Each entry that follows should be retyped in full and exactly.
——
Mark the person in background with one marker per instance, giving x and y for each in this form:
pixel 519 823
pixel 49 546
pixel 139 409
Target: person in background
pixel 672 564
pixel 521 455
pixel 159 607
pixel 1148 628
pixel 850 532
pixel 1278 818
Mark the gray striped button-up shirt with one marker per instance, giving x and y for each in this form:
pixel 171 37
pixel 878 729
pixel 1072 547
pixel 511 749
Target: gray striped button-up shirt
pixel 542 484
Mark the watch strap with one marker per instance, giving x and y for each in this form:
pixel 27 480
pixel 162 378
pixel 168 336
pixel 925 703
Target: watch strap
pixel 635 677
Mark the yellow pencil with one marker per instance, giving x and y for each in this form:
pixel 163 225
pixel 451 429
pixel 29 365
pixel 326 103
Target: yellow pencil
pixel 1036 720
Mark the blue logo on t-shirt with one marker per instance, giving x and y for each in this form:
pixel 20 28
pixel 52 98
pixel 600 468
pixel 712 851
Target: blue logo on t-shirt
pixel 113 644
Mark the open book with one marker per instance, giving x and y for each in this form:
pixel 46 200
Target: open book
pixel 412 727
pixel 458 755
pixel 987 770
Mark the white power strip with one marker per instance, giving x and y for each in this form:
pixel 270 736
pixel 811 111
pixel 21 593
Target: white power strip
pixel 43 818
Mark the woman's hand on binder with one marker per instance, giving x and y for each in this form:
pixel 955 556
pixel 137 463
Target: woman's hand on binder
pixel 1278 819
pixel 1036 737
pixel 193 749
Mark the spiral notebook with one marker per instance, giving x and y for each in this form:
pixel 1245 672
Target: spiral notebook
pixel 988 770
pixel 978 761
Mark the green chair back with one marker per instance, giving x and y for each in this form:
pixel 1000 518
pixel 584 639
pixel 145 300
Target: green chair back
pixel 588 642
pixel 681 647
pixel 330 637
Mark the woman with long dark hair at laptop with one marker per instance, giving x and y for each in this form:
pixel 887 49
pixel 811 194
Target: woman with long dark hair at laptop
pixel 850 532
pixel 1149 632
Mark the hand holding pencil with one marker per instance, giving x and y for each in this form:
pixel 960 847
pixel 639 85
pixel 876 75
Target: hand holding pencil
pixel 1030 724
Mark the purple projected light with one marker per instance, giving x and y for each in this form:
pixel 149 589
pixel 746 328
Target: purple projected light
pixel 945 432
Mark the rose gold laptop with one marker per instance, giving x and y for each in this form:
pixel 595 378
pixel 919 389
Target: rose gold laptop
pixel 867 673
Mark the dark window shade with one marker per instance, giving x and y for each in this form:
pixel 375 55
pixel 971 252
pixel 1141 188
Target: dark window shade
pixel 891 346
——
» Task solution:
Mark the person in background with one marker per instance, giving x and y for each in this form:
pixel 519 823
pixel 49 546
pixel 139 409
Target: person in background
pixel 672 564
pixel 521 455
pixel 159 607
pixel 1148 628
pixel 850 532
pixel 1278 818
Mark the gray striped button-up shirt with one marker per instance, giving x and y for each in this form:
pixel 171 37
pixel 878 729
pixel 1072 547
pixel 511 749
Target: gray striped button-up shirt
pixel 542 484
Mark the watch strap with one marker per instance, giving x and y for each in this form:
pixel 27 480
pixel 162 378
pixel 168 336
pixel 925 703
Target: watch strap
pixel 635 677
Mark the yellow pencil with one marker per instance, giving x and y for each in this form:
pixel 163 225
pixel 451 429
pixel 29 365
pixel 326 103
Target: yellow pencil
pixel 1036 720
Mark the blue logo on t-shirt with one marker per instance, giving x and y for each in this form:
pixel 20 28
pixel 52 98
pixel 600 468
pixel 712 851
Target: blue logo on t-shirt
pixel 113 644
Mark the open book with one marker per instance, giving x and y for each in this form:
pixel 46 200
Target: open book
pixel 412 727
pixel 458 755
pixel 987 770
Mark the white power strip with one marker per instance, giving x and y for each in this form:
pixel 270 736
pixel 811 111
pixel 21 593
Target: white power strip
pixel 43 818
Mark the woman's hand on binder with one marker per instance, giving x and y for each in this form:
pixel 955 556
pixel 137 463
Target: woman's hand on binder
pixel 1278 819
pixel 1036 737
pixel 193 749
Mark the spiral notebook with one marker per instance, giving x and y for each in this form:
pixel 1245 672
Target: spiral notebook
pixel 988 770
pixel 978 761
Mark the green chair back with one marker per instance, giving x and y for each in this form:
pixel 1000 518
pixel 584 639
pixel 145 300
Target: green chair back
pixel 588 642
pixel 681 647
pixel 330 637
Mark the woman with long dark hair at laptop with one marker per instance, giving x and y for each in this form:
pixel 887 49
pixel 811 194
Target: woman with long dark hair at laptop
pixel 850 532
pixel 1149 632
Mark the hand holding pencil with one marker per instance, giving x and y for each in this form:
pixel 960 847
pixel 639 85
pixel 876 75
Target: hand holding pencil
pixel 1030 724
Mark the purple projected light with one marker per instance, giving x and y for each in this form:
pixel 149 589
pixel 746 328
Target: purple projected light
pixel 945 432
Mark the rose gold laptop with one marker per instance, giving x and y for each in this form:
pixel 595 378
pixel 919 389
Target: rose gold laptop
pixel 867 673
Mark the dark window shade with one marker per instance, giving x and y for each in this form:
pixel 375 55
pixel 971 252
pixel 1141 188
Target: dark window shade
pixel 891 346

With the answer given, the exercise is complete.